Work instructions.
Below is a set of records. Please retype every one exactly.

Records to use.

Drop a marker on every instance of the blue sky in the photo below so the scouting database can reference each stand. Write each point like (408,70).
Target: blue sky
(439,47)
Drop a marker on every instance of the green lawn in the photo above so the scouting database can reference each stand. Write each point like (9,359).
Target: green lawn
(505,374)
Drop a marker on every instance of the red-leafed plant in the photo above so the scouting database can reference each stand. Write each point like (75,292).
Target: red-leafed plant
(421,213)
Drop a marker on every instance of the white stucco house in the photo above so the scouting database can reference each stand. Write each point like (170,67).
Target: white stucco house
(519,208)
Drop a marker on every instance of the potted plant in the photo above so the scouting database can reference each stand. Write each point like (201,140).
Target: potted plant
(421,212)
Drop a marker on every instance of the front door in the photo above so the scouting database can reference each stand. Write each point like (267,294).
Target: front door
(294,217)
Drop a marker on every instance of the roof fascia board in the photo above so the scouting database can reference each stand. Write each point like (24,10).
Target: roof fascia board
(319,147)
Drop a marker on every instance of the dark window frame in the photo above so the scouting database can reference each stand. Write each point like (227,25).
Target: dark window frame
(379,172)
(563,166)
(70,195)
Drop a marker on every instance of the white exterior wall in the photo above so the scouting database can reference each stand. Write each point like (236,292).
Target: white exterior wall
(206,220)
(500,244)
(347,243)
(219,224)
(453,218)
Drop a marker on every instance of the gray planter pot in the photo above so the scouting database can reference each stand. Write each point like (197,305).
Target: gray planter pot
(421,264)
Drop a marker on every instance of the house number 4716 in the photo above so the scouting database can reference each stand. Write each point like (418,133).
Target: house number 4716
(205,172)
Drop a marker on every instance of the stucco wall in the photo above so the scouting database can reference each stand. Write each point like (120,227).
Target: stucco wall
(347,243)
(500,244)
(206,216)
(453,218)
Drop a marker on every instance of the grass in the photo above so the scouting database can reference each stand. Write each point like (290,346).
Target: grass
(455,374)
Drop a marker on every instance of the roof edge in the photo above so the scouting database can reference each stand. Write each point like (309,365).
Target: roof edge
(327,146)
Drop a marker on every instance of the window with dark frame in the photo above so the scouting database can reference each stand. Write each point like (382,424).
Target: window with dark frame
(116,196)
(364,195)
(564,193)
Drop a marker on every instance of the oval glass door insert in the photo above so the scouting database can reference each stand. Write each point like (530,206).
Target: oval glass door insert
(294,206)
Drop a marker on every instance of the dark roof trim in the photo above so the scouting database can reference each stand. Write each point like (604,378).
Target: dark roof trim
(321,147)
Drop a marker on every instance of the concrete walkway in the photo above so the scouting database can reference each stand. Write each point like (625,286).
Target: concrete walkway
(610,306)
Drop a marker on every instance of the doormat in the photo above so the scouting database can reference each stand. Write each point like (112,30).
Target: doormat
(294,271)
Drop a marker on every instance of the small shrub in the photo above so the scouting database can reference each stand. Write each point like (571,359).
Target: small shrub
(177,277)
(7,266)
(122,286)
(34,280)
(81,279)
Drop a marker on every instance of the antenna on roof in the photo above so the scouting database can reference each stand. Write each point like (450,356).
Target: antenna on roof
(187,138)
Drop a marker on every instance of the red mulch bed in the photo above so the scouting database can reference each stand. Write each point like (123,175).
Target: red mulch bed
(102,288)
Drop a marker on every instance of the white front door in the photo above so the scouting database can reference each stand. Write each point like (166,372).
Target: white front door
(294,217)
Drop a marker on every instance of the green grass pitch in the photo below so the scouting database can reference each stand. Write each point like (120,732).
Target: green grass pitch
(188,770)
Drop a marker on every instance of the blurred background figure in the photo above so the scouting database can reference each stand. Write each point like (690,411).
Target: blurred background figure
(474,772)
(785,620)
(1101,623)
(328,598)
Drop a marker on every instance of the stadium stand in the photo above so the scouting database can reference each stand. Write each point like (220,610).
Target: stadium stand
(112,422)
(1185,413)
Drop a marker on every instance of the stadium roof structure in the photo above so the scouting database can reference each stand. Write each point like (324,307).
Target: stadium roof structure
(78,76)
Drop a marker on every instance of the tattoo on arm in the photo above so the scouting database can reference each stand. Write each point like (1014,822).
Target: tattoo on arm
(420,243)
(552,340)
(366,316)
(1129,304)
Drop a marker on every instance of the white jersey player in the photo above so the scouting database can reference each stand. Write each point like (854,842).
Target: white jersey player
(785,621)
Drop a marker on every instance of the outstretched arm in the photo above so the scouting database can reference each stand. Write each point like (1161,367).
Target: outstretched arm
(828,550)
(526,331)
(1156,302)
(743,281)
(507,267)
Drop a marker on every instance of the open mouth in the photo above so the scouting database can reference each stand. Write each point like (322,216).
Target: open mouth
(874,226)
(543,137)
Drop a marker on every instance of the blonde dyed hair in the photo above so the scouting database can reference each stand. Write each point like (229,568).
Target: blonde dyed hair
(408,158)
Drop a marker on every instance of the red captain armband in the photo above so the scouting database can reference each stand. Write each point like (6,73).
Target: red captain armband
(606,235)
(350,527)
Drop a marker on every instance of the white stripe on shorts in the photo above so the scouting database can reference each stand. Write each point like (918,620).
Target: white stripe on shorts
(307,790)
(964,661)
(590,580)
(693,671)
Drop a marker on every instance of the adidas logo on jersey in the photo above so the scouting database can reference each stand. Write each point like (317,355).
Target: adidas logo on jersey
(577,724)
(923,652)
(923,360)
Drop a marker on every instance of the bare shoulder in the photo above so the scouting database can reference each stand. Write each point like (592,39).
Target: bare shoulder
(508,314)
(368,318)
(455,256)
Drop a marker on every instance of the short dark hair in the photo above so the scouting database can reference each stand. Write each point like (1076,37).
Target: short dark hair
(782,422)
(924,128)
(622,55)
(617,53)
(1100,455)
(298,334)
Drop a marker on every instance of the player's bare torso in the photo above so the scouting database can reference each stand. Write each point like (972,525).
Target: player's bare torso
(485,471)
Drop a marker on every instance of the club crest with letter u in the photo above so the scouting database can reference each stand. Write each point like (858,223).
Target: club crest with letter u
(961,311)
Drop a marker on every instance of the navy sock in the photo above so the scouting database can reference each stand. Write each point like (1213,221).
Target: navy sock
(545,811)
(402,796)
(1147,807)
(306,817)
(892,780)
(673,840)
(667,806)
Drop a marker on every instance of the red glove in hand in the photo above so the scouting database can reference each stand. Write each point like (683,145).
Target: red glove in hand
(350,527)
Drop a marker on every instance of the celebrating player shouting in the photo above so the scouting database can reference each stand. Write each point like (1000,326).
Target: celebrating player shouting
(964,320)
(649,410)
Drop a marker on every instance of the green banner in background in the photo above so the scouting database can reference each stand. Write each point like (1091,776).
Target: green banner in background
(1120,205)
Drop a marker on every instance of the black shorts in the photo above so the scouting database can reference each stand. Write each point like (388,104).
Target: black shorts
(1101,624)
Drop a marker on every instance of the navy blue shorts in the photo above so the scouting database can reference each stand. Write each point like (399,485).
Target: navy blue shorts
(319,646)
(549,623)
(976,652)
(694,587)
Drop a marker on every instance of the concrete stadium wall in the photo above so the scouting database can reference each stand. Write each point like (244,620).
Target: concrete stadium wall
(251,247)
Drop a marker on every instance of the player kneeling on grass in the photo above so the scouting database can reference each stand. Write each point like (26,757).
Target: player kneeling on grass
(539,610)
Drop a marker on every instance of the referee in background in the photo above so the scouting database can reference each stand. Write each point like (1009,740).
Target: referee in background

Solution.
Drop a marker on every instance of the blue sky in the photo below so the scouting database can reference each stand. Write each point like (408,70).
Target: blue sky
(439,47)
Drop a marker on every instance of the green lawn in the photo above so the scouting database can reference each stand. Write each point like (9,359).
Target: green lawn
(505,374)
Drop a marker on every instance of the red-leafed plant in the photo above so the scouting database can reference each stand. Write each point like (75,292).
Target: red-leafed plant
(421,213)
Drop a marker on every instance of the white stucco house in the photo above so the scouting database can reference each stand. Write each point like (170,67).
Target: white stucco house
(519,208)
Drop a marker on every instance of the potted plant in the photo above so the scouting database can reference each stand. Write each point like (201,140).
Target: potted plant
(421,212)
Drop a marker on every instance of the front door in the photo above so the scouting database can reference each stand. Write each point like (267,294).
Target: front door
(294,217)
Drop a marker on every instance of the roof fascia board in the photo above so the scouting database can reference each stand. Write each point like (24,10).
Target: roof fascia board
(319,147)
Drop a marker on every instance of the dark window frame in the photo above so the scouting database can reference each stand. Write each point like (227,25).
Target: dark window frame
(379,172)
(563,166)
(70,195)
Drop a marker on every instance of the white exterior wall in the photo above so the scouting database can reference each stand. Write each point like (236,292).
Target: white exterior wall
(206,220)
(500,244)
(347,243)
(219,224)
(453,218)
Drop a marker on every instance of the gray planter pot in the photo above so the scouting database can reference each stand. Write each point like (197,305).
Target: gray planter pot
(421,264)
Drop a marker on every instance of the house number 4716 in the photo above so the scouting database can reference each stand. Write each point like (418,133).
Target: house number 4716
(205,172)
Drop a marker on every instance of the stucco wall in the photo above so the scouting database can reference each stand. Write each point like (120,227).
Target: stucco wall
(347,243)
(500,244)
(206,216)
(453,218)
Drop a marker on every instance of the grass in the photo above so the scouting database can reference each stand. Write each point like (290,346).
Target: grass
(455,374)
Drop a marker on every instance of the roof edge in the photo above so the scouting database can reference each stand. Write each point like (309,365).
Target: roof edge
(327,146)
Drop a marker on every instance of the window with dark frame in the photo above so the scouting database can reference each stand. Write each point like (382,424).
Target: window with dark frame
(116,196)
(364,195)
(564,193)
Drop a marker on every instance of the oval glass door insert in the photo above so the scouting database can reference each stand. Write each point like (530,206).
Target: oval glass door insert
(294,206)
Drop a marker on every instance of the dark roof trim in the photo above so the scouting database can reference each stand. Write each point like (604,378).
Target: dark roof trim
(321,147)
Drop a marker on every instance of the concrete walkway in the photo above so the scouting database can reference each stand. Write each point like (625,286).
Target: concrete walkway
(610,306)
Drop a marker on every instance of the doormat in the photo above so the scouting database can reference each stand. Write each point like (112,30).
Target: doormat
(294,271)
Drop a marker on every instance of the small shrub in the photo above so the scouting database can reference each stand. Write each point like (571,359).
Target: small shrub
(177,277)
(7,266)
(122,286)
(34,280)
(81,279)
Drop a marker on every instance of the antenna on roof in the photo above so the scouting database can reference each stand. Write each point like (450,356).
Target: antenna on roof
(187,138)
Drop a marker on every instance of the red mulch bed in the photo above so the scouting database can reference each stand. Write each point like (123,175).
Target: red mulch bed
(102,288)
Drop a marker on every instance of the white front door in the photo above so the scouting database can reference each stand. Write each point like (166,372).
Target: white front door
(294,217)
Drop a marker on every instance of the green grass pitch in the photo below so the scouting database can reference each stand. Write each point like (120,732).
Target: green grass pitch
(188,770)
Drop a marker on every instance of the blurred background figure in the photo above so the scouting database can reference each stand. Write each point like (690,411).
Target: blurred background figure
(474,772)
(785,620)
(1101,623)
(328,598)
Drop a marker on every instance of the stadium stand in the photo above so the scouting database can reference each stand. Write each point like (220,610).
Target: stadium stand
(112,422)
(1185,413)
Drop a marker on every instance of the stadium roof structure in the photo above so the scouting database can reference each stand. Write each point like (324,307).
Target: stadium roof structure
(78,76)
Drop a marker on every instance of the tattoo on arm in the photo above so the scouting database can reference each stand. Write each point like (1014,822).
Target: tattoo on arm
(420,243)
(552,340)
(366,316)
(1129,304)
Drop a marker on every instance of the white jersey player in the photo above so the scouting database can reference each stand. Write each point like (854,842).
Target: white jersey player
(785,621)
Drop a marker on every instance of the outstretched arm in the photo above so the scouting database can reference each stand. Write each point like (1161,367).
Target: outstretched arm
(828,550)
(526,331)
(1156,302)
(743,281)
(507,267)
Drop a marker on every instance of the open mouth in the photo above so the scouting database can reference each stand. Write each point like (322,216).
Target: open mouth
(874,226)
(543,137)
Drop a marker on every instance of the blonde dyed hair in the photo above so the scouting database can reference each stand. Write each point like (229,568).
Target: blonde dyed hair
(408,158)
Drop a marker on every instance of the red captain armband in the photo above so the scouting database can reference each stand. Write each point like (6,73).
Target: red captain armband
(606,235)
(350,527)
Drop a marker on every instance of the white stripe on shorts in the photo above so the scouting database can reference each stand. Write each point like (918,620).
Target: white stripe on shorts
(307,790)
(964,661)
(590,580)
(693,671)
Drop a marker on every instance of the adidas logo on jersey in the photo above so the scouting database can reference each stand. Write each point like (317,355).
Target: adidas logo on jersey
(577,724)
(923,652)
(923,360)
Drop a marker on every instance of the bare shoulder in the photo above so the scouting database can reference each stand. Write each point like (592,39).
Target: bare shoulder
(508,314)
(368,318)
(455,256)
Drop a marker on every instance of the short dark hair in the photo above so the scouting database can reference each stand. Write each point like (1076,37).
Target: short dark hair
(782,422)
(924,128)
(622,55)
(617,53)
(1100,455)
(298,334)
Drop a marker on every instance of the player's bare torso in the photo above so the scouting database can reference each stand. Write each point like (972,525).
Target: player's bare torso
(485,471)
Drop a marker on every instance of the club crest with letter u in the photo above so the scouting database can reference each stand. Write each point like (858,223).
Target: club crest with letter u
(961,311)
Drop a marker on every instance of the navy sock in the photo above so the scouting database can reference each stand. Write each point like (1213,221).
Target: navy sock
(545,811)
(402,796)
(1147,807)
(306,817)
(892,780)
(673,840)
(667,806)
Drop a marker on every instance of the red glove in hand in the photo above so the scouting database can reference each stand. Write each point like (683,145).
Target: red glove in hand
(350,527)
Drop a marker on every instance of the celebrating player shouting in the photo above so the scouting database can reference each stand. Write each point like (1000,326).
Target: celebrating player shouting
(964,320)
(649,410)
Drop a marker on every instance of the green banner in background in the photo above so the scouting database can reference each stand. Write each point like (1091,776).
Target: green banner in background
(1120,205)
Drop a marker on every instance of the black shorts in the photo above so the scouting database can reference each stand. Write each point like (388,104).
Target: black shorts
(1101,624)
Drop a marker on every instance of the navy blue shorts in the photo above so the scouting database can reference each stand. Write each point like (399,485).
Target: navy blue shorts
(319,646)
(549,623)
(976,652)
(694,587)
Drop a marker on every instance of the concrete stadium wall in the photo above so the scouting database can reference each stand. Write each point like (244,620).
Target: concrete stadium wall
(251,247)
Drop a marker on every instance of the player kneeling on grass in the photo above so the scouting database can reference each stand. Write each point like (26,757).
Target: player kneeling on grass
(539,610)
Drop a marker on every instance of the referee in background in the photo above so the scouting database can reference each stand. Write each point like (1009,740).
Target: referee in background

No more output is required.